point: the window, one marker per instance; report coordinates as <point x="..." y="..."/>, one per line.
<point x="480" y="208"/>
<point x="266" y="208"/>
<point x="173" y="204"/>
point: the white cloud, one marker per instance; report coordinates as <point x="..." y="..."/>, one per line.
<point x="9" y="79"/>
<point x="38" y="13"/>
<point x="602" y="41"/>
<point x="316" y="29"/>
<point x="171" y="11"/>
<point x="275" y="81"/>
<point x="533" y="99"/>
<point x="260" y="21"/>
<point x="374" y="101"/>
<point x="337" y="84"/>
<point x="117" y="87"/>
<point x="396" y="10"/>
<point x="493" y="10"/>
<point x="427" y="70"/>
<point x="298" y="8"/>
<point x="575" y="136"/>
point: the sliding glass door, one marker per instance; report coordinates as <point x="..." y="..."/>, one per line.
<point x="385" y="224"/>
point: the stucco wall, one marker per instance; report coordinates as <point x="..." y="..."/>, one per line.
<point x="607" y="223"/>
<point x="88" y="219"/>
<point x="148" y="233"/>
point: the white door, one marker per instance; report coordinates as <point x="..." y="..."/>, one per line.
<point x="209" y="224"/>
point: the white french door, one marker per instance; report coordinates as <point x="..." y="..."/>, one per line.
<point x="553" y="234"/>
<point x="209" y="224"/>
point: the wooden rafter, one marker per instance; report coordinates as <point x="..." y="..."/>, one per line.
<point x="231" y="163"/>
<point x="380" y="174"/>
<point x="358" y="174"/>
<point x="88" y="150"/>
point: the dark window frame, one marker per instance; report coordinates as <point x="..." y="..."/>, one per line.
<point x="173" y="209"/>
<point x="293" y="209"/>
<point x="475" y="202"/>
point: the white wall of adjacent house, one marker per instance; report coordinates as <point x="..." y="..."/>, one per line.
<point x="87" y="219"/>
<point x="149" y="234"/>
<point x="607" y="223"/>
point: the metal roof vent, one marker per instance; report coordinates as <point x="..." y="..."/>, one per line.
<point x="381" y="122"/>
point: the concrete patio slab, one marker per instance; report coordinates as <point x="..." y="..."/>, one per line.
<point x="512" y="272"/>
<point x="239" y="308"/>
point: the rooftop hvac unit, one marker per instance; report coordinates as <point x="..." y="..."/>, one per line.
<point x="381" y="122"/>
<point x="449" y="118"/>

### REQUEST
Everything from the line containing "point: the white french" through the final line of the listing, inclusive, must be reproduced exactly; leave out the rest.

### CORRECT RESPONSE
point: the white french door, one marker per instance; report coordinates as <point x="..." y="..."/>, one per line.
<point x="553" y="234"/>
<point x="209" y="224"/>
point: the wooden rafter, one marker per instance; report coordinates as <point x="..." y="..."/>, one per line.
<point x="231" y="163"/>
<point x="380" y="174"/>
<point x="358" y="174"/>
<point x="88" y="150"/>
point: the dark window frame, one marker per instance; report coordinates as <point x="..." y="..."/>, one per line.
<point x="173" y="209"/>
<point x="293" y="209"/>
<point x="475" y="202"/>
point: the white wall of adjacent house, one marker per instance; report coordinates as <point x="..." y="..."/>, one per line.
<point x="87" y="219"/>
<point x="149" y="234"/>
<point x="607" y="223"/>
point: the metal roof vent, one marker per instance; report coordinates as <point x="..." y="..."/>, one per line.
<point x="381" y="122"/>
point: the concrete patio slab, one marker per instance; report coordinates as <point x="..." y="..."/>, one per line.
<point x="512" y="272"/>
<point x="239" y="308"/>
point: the rooftop hvac unit, one marker per instance; report coordinates as <point x="..." y="..."/>, one per line.
<point x="381" y="122"/>
<point x="449" y="118"/>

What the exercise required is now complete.